Stored entries:
***
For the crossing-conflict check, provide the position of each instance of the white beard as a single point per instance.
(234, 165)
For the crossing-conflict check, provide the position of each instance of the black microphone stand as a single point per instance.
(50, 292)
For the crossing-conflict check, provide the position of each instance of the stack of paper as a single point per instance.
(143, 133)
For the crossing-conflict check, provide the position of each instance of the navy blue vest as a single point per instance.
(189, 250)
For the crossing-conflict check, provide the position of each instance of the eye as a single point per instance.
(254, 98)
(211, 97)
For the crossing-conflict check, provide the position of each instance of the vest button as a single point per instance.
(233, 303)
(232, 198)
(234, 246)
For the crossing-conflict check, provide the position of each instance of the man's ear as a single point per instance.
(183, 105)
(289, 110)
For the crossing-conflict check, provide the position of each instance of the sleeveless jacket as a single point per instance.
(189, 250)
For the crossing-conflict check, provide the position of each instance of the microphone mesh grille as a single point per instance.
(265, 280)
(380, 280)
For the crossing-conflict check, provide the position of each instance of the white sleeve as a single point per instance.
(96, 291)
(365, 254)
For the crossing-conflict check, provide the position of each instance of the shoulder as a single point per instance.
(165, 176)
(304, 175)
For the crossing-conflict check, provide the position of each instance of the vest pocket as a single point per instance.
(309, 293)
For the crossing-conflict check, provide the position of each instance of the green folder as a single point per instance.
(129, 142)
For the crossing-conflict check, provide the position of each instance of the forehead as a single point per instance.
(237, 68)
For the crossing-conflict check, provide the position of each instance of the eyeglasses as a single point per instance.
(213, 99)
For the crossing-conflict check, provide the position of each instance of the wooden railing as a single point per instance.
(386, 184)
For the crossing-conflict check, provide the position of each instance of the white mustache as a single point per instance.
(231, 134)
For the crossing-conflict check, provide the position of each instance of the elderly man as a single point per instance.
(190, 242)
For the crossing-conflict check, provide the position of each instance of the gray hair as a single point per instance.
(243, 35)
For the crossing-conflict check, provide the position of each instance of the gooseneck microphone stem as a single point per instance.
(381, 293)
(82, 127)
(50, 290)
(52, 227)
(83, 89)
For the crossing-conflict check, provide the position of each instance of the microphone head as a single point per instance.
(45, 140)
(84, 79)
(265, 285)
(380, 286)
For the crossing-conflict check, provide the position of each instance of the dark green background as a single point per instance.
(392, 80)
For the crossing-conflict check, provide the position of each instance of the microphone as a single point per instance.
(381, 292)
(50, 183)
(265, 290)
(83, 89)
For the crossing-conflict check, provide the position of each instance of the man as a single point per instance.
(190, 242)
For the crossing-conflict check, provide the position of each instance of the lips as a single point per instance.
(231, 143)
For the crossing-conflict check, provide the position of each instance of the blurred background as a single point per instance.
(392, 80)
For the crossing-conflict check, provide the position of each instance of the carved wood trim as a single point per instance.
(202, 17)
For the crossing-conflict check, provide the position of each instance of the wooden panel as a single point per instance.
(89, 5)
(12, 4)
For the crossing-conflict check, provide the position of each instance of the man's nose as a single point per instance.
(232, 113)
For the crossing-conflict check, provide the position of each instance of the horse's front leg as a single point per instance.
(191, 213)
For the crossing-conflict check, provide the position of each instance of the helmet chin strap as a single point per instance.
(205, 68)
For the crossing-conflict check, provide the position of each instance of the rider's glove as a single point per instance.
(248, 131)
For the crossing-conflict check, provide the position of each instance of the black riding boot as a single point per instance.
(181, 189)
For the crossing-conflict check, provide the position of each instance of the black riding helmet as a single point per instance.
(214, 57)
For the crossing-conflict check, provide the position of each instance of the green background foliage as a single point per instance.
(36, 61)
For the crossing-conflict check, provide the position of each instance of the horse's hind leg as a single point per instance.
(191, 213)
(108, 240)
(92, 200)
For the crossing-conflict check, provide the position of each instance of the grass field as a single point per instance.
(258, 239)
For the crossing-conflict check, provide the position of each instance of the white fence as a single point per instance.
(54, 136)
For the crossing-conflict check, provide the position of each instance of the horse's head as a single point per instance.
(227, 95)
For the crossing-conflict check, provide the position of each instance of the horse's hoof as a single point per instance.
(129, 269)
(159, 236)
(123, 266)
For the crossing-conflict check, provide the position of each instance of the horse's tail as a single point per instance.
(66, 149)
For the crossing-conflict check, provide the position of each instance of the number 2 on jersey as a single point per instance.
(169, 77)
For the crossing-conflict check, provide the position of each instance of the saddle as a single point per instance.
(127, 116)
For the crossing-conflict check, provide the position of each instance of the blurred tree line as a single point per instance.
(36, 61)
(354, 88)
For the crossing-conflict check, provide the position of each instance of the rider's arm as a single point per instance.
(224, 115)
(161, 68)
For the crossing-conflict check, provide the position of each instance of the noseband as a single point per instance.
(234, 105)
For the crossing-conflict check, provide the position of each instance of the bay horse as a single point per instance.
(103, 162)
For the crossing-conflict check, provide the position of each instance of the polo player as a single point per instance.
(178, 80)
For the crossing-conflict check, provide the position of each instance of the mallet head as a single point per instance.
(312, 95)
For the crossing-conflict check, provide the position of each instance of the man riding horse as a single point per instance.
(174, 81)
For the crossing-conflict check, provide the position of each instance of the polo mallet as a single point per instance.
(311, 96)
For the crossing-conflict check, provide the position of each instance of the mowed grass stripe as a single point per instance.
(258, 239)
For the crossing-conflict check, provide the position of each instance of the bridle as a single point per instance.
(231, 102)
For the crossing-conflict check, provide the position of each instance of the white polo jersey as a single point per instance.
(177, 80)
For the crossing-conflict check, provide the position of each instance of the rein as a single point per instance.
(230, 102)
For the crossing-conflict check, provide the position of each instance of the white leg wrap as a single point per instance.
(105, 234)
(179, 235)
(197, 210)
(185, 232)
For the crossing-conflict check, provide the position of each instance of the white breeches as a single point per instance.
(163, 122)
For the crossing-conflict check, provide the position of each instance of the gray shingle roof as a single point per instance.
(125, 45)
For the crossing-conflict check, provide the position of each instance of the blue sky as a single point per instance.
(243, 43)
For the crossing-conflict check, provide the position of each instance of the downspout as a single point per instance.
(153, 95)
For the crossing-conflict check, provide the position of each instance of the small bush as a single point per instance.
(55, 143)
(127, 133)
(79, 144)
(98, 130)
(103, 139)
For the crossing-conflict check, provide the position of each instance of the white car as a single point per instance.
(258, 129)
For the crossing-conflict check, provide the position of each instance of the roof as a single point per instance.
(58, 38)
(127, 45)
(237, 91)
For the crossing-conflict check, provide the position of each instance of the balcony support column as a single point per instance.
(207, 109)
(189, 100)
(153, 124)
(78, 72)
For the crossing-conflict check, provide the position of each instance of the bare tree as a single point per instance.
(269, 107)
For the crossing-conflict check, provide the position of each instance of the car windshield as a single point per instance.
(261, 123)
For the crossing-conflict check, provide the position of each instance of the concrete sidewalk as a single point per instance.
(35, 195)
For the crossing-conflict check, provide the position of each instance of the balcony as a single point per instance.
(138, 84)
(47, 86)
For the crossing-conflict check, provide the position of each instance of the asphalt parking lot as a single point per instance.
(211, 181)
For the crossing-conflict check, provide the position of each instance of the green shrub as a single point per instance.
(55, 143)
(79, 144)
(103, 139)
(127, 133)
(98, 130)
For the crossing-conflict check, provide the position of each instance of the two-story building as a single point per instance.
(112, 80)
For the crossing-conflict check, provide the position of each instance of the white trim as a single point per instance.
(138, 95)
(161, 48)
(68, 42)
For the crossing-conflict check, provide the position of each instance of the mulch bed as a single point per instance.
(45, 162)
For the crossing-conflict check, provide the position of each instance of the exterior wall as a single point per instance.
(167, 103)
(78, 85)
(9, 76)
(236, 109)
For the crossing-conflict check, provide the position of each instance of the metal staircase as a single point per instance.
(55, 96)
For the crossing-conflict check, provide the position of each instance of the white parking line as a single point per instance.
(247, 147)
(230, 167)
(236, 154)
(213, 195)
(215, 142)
***
▶ Exercise instructions
Starting with the line that contains "white trim as a single point per instance." and going on through the end of the items, write those lines out again, swapping "mulch bed" for "garden bed" and leaving everything else unchanged.

▶ Problem solution
For the crossing-conflict check, provide the position of each instance of the white trim as a single point per instance.
(138, 95)
(161, 48)
(68, 42)
For the crossing-conflict check, provide the position of each instance of the garden bed as a single point per instance.
(45, 162)
For the crossing-conflict check, provide the position of each instance of the exterior wall as a single point per instance.
(167, 103)
(78, 85)
(9, 76)
(236, 109)
For the crossing-conflict check, provide the position of each instance of the metal staircase as a single point per instance.
(55, 96)
For the crossing-conflict check, provide the position of each instance of the white parking line as a single point per instance.
(247, 147)
(230, 167)
(236, 154)
(213, 195)
(215, 142)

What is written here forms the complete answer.